- _Work to complete_:
Where does "white" appear in the data? Return each line that holds it.

[Records from a collection]
..............................
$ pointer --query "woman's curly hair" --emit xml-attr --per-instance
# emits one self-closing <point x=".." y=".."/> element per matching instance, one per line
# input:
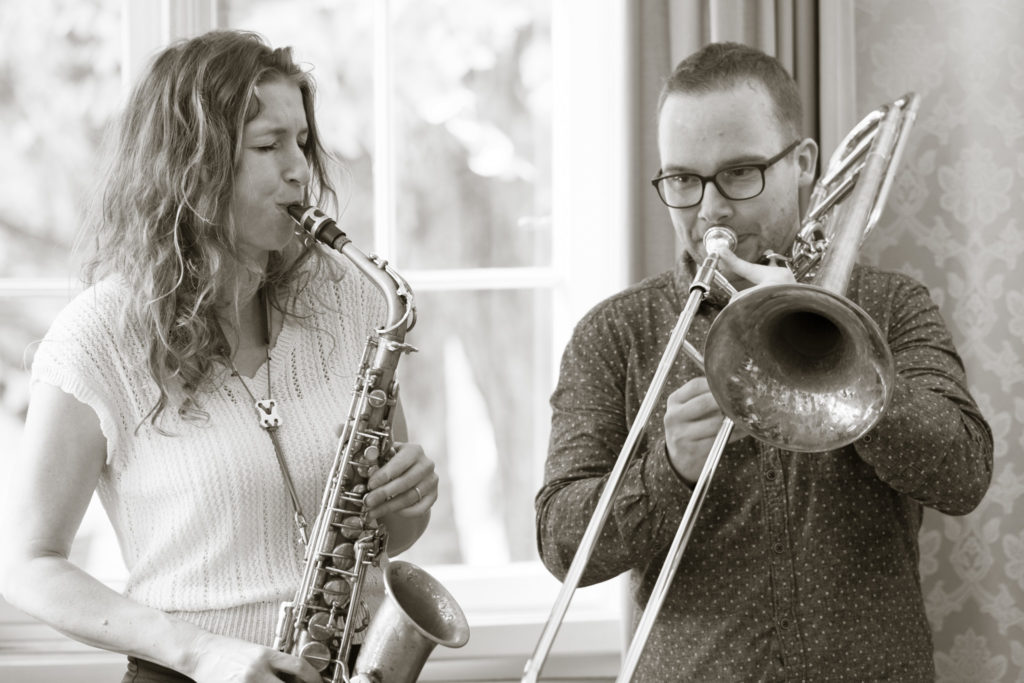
<point x="162" y="221"/>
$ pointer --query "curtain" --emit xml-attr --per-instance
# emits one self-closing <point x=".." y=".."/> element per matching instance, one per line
<point x="667" y="31"/>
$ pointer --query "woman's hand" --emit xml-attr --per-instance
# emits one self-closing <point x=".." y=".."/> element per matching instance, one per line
<point x="407" y="485"/>
<point x="692" y="419"/>
<point x="222" y="659"/>
<point x="756" y="273"/>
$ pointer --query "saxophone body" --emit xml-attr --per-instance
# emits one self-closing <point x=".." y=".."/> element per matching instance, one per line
<point x="346" y="552"/>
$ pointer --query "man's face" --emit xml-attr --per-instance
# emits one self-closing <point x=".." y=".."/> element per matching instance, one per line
<point x="708" y="132"/>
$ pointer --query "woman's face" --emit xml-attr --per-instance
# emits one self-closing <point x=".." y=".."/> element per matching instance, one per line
<point x="272" y="171"/>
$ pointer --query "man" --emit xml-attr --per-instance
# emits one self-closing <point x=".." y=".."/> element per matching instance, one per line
<point x="802" y="566"/>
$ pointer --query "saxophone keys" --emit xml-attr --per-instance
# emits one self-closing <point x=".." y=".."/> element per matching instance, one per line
<point x="321" y="628"/>
<point x="371" y="455"/>
<point x="351" y="527"/>
<point x="316" y="653"/>
<point x="377" y="397"/>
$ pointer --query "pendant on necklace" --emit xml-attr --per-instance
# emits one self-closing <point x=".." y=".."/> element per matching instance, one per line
<point x="267" y="411"/>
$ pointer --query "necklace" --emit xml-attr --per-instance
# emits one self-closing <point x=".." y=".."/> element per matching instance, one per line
<point x="269" y="421"/>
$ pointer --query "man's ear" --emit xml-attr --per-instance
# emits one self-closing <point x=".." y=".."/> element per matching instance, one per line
<point x="807" y="161"/>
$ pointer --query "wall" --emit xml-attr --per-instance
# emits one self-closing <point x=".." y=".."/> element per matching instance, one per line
<point x="953" y="221"/>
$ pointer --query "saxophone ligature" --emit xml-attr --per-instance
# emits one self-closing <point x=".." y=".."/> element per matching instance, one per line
<point x="331" y="611"/>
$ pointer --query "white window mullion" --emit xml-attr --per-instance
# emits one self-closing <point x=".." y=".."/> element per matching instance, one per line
<point x="150" y="25"/>
<point x="383" y="162"/>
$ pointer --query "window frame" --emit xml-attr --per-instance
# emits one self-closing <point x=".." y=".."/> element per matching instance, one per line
<point x="507" y="604"/>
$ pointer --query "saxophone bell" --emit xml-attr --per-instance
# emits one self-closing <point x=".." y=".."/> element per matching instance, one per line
<point x="347" y="552"/>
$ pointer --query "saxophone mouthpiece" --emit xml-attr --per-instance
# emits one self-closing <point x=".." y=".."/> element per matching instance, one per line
<point x="321" y="226"/>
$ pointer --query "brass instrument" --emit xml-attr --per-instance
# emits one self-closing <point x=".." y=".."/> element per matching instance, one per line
<point x="800" y="367"/>
<point x="330" y="611"/>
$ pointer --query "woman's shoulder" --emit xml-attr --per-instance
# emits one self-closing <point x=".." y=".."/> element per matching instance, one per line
<point x="94" y="309"/>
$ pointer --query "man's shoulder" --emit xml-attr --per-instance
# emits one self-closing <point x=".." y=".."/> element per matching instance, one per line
<point x="640" y="294"/>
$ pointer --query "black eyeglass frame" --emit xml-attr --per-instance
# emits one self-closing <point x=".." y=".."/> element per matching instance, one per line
<point x="705" y="179"/>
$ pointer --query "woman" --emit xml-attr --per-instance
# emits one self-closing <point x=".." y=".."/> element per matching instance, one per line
<point x="203" y="301"/>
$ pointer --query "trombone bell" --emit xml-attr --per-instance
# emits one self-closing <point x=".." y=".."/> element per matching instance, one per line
<point x="800" y="367"/>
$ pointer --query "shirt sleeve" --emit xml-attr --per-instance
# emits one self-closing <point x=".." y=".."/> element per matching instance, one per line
<point x="589" y="426"/>
<point x="932" y="443"/>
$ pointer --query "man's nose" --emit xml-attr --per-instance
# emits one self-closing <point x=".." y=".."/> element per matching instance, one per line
<point x="297" y="168"/>
<point x="714" y="207"/>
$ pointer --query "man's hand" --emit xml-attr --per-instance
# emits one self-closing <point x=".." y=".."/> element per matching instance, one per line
<point x="691" y="422"/>
<point x="755" y="273"/>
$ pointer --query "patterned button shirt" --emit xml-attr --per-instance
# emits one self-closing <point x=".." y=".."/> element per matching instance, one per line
<point x="802" y="566"/>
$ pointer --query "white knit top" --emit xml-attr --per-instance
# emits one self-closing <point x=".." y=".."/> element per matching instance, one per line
<point x="203" y="515"/>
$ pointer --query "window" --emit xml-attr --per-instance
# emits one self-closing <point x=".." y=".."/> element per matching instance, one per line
<point x="482" y="152"/>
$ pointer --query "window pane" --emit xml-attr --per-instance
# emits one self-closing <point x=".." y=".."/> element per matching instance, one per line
<point x="475" y="395"/>
<point x="336" y="40"/>
<point x="60" y="86"/>
<point x="472" y="126"/>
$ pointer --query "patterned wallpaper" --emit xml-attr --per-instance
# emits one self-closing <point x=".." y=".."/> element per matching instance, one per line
<point x="955" y="221"/>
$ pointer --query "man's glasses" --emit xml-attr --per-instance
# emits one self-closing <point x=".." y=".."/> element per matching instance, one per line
<point x="682" y="190"/>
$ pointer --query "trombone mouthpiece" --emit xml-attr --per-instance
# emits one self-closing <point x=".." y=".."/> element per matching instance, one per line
<point x="718" y="239"/>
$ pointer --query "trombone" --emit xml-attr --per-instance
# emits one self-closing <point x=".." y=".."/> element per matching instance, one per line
<point x="800" y="367"/>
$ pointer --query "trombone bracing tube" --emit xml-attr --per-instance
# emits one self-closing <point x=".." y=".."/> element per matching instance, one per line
<point x="716" y="239"/>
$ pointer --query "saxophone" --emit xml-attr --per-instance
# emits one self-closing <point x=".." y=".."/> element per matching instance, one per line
<point x="330" y="611"/>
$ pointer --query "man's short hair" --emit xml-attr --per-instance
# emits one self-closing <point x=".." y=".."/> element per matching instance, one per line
<point x="721" y="66"/>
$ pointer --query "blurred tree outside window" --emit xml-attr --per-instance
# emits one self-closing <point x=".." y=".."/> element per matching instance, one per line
<point x="59" y="87"/>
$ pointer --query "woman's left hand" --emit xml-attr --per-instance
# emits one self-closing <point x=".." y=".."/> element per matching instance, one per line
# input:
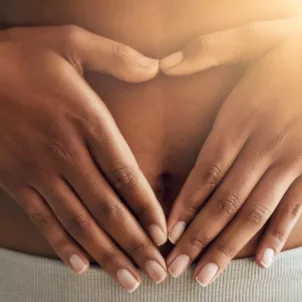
..............................
- _Written response_:
$ pointer --query "white window mullion" --emit xml-attr --per-instance
$ pointer --query "white knit top" --emit xml-attr --per-instance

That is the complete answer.